Brokerages issued a string of updates on Thursday, spotlighting sectors ranging from FMCG and insurance to autos, pharma, aviation, and renewables, with GST reforms emerging as a central theme.
Motilal Oswal Securities (MOSL) reiterated a buy on L&T Finance Holdings (L&TFH) with a target price of ₹260 per share, while Nuvama initiated coverage on Neuland Labs with a buy and a target of ₹17,700, citing strong growth prospects.
On GST reforms, UBS said the sweeping changes would boost consumer sentiment and support cement, consumer durables and FMCG. Bernstein called the move “GST 2.0,” noting it removed skepticism about the government’s intent behind its consumer push. CLSA highlighted that food and home & personal care categories stand to benefit most, identifying Britannia and Colgate as top gainers. Morgan Stanley echoed that staples would benefit from stronger growth and share gains for organised players, pointing to Britannia, Nestle and Tata Consumer as better positioned than HPC names. Goldman Sachs also saw Britannia, Colgate, Dabur, HUL, Britannia and GCPL among the key beneficiaries. Jefferies added that consumer companies were expected to pass on the impact of GST cuts, supportive for apparels, footwear and staples. Antique said the GST cuts, effective September 22, could lift festive demand across multiple sectors.
In insurance, CLSA said the removal of GST on retail life and health policies makes cover more affordable but warned insurers would now bear costs without input credit, possibly leading to 1–4% premium hikes. It flagged SBI Life as best placed due to its low operating expense ratio. Morgan Stanley added that exemptions covered all individual life, health and savings policies, and third-party insurance for goods vehicles had been cut to 5% from 12%, but uncertainty on input credit relief could temper the overall benefit.
Nomura projected India’s solar PV demand would rise 1.4x over FY25–28, driven by 23% CAGR in capacity and policy support. However, it cautioned that 100–110 GW module additions may lead to oversupply, with backward-integrated players best positioned. On stocks, Nomura kept a buy on Waaree Energies with a ₹3,710 target, forecasting 43% EBITDA CAGR FY25–28, and remained neutral on Premier Energies with a ₹1,100 target.

▶ Supplied data:
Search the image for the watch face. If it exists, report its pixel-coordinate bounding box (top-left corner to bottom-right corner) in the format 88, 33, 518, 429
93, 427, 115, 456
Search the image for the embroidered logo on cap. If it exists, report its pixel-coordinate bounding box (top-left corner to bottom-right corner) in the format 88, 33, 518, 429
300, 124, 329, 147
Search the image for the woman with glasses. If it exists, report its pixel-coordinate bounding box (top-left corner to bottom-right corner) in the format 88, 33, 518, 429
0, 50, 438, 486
* * *
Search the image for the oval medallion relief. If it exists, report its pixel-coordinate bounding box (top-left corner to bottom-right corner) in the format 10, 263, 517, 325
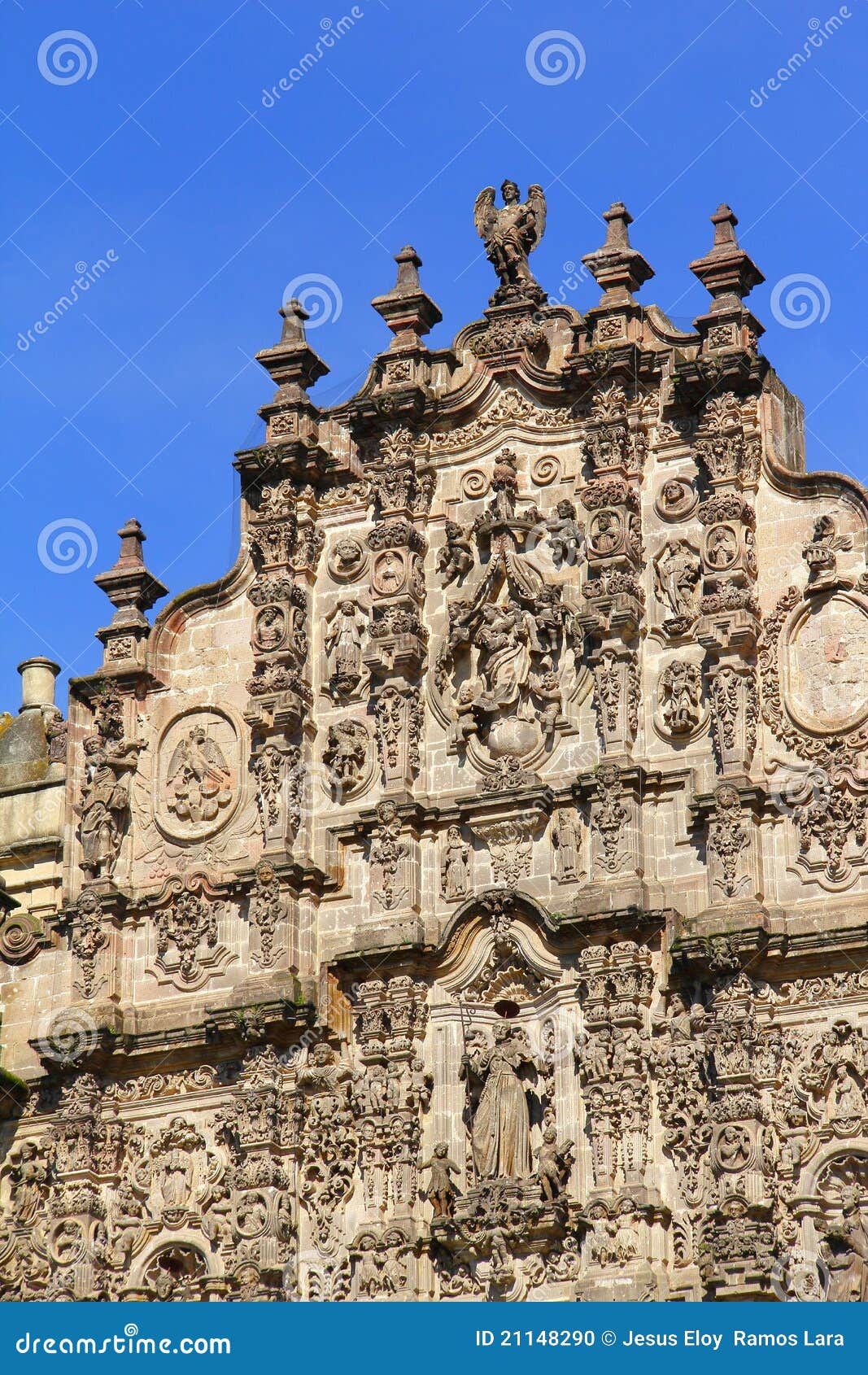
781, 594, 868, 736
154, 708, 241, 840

▶ Activities:
1. Reproduce the part of the brokerage market report starting with "Nomura projected India’s" and going on through "a ₹1,100 target.".
2. Using the brokerage market report, say yes or no to each statement below, and quote the words from the report that decide it. (a) Nuvama started coverage of Neuland Labs with a buy. (b) Nomura rated Premier Energies a buy. (c) CLSA picked SBI Life as the best-placed insurer because of its low operating expense ratio.
3. Carry on the brokerage market report from its last sentence and write the next part.

▶ Your responses:
1.
Nomura projected India’s solar PV demand would rise 1.4x over FY25–28, driven by 23% CAGR in capacity and policy support. However, it cautioned that 100–110 GW module additions may lead to oversupply, with backward-integrated players best positioned. On stocks, Nomura kept a buy on Waaree Energies with a ₹3,710 target, forecasting 43% EBITDA CAGR FY25–28, and remained neutral on Premier Energies with a ₹1,100 target.

2.
(a) Yes: "Nuvama initiated coverage on Neuland Labs with a buy and a target of ₹17,700"
(b) No: "remained neutral on Premier Energies with a ₹1,100 target"
(c) Yes: "It flagged SBI Life as best placed due to its low operating expense ratio."

3.
In pharma, Nomura reiterated a buy on Lupin with a target of ₹2,350 after US FDA approval for gRisperdal Consta, making it the second company globally and first Indian generic firm to secure the clearance. The brokerage said it strengthens Lupin’s position in complex generics, building on prior approvals for gGlucagon and gVictoza.
In autos, Nomura stayed neutral on Maruti Suzuki with a target price of ₹13,113, noting the launch of its Victoris SUV on September 3. Morgan Stanley highlighted the start of production of Maruti’s first BEV, the e-Vitara, for exports to over 100 countries, alongside 80% localisation in hybrid battery cells supported by a ₹4,200 crore investment.
In aviation, HSBC reiterated a buy on InterGlobe Aviation with a target price of ₹6,920 per share, pointing to long-term benefits from investments in fleet expansion and MRO facilities. The brokerage said the company’s ongoing initiatives could deliver ₹0.30–0.40 per ASK cost savings, while cash flows remain positive, with benefits yet to be fully priced in.
In IT services, Antique noted that AI-led workloads are driving hyperscaler growth, naming HCLTech, Coforge and MPhasis as its top picks for medium-term upside. However, in city gas distribution, it maintained a hold on MGL and GGAS and a sell on IGL, citing mixed CNG demand trends in August and margin pressures.
Disclaimer: This article is based on brokerage views as cited. The views expressed are those of the brokerages and do not represent investment advice.